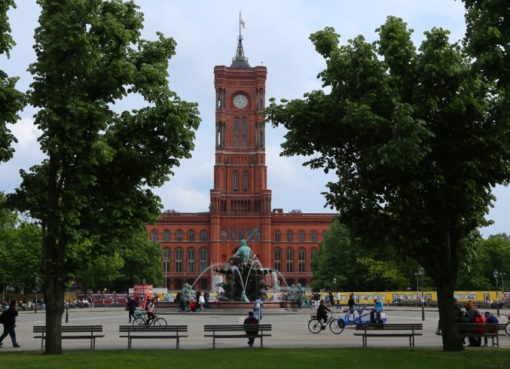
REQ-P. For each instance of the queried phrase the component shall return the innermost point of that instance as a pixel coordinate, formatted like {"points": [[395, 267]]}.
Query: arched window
{"points": [[290, 260], [166, 235], [237, 132], [277, 236], [301, 236], [203, 235], [277, 258], [178, 235], [301, 259], [289, 235], [313, 253], [191, 259], [166, 260], [178, 259], [203, 259], [245, 181], [245, 132], [235, 181], [314, 236]]}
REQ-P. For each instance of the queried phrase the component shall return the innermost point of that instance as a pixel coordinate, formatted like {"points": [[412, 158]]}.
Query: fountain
{"points": [[241, 280]]}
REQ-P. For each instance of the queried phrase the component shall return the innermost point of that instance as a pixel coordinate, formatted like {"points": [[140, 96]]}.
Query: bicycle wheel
{"points": [[337, 326], [160, 322], [139, 321], [314, 326]]}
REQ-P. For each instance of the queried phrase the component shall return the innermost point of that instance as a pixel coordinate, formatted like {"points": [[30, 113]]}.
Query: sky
{"points": [[276, 35]]}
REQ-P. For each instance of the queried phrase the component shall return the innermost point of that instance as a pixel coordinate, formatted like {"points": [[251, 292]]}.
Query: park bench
{"points": [[489, 330], [410, 330], [217, 331], [143, 332], [73, 332]]}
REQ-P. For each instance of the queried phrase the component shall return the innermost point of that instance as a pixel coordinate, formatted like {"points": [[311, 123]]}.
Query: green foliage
{"points": [[408, 133], [11, 100], [354, 267], [95, 184]]}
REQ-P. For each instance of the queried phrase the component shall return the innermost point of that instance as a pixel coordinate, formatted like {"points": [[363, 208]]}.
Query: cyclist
{"points": [[322, 313], [150, 308]]}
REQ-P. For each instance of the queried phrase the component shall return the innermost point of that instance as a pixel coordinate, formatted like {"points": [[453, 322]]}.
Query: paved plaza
{"points": [[289, 330]]}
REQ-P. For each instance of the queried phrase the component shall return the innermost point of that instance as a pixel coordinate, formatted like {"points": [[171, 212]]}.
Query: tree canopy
{"points": [[94, 186], [11, 100], [409, 135]]}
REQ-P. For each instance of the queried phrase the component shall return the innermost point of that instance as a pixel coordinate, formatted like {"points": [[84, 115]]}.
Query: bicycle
{"points": [[141, 318], [315, 325]]}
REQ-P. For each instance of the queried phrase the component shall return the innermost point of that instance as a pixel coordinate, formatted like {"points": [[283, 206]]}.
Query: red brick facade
{"points": [[240, 199]]}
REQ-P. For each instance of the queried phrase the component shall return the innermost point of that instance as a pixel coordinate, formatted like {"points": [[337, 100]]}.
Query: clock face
{"points": [[240, 101]]}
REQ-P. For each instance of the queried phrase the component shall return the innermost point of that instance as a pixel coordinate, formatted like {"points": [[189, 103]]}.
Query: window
{"points": [[191, 259], [301, 259], [245, 181], [314, 236], [203, 236], [166, 260], [235, 181], [203, 259], [178, 259], [191, 235], [166, 235], [313, 253], [301, 236], [289, 235], [236, 132], [277, 258], [245, 132], [178, 235], [290, 260], [277, 236]]}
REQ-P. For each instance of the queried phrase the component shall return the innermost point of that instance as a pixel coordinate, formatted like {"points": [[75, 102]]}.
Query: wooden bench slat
{"points": [[226, 331], [68, 330], [148, 332]]}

──────────

Job >> Copy out the material above word for word, from its first line through the line that contains "Query: arched window", including both ends. Leave out the pictures.

Response to this task >>
REQ-P. For each instance of the queried phrase the component shall return the innermost point of that instance as a pixel coordinate, formatted like {"points": [[395, 267]]}.
Query: arched window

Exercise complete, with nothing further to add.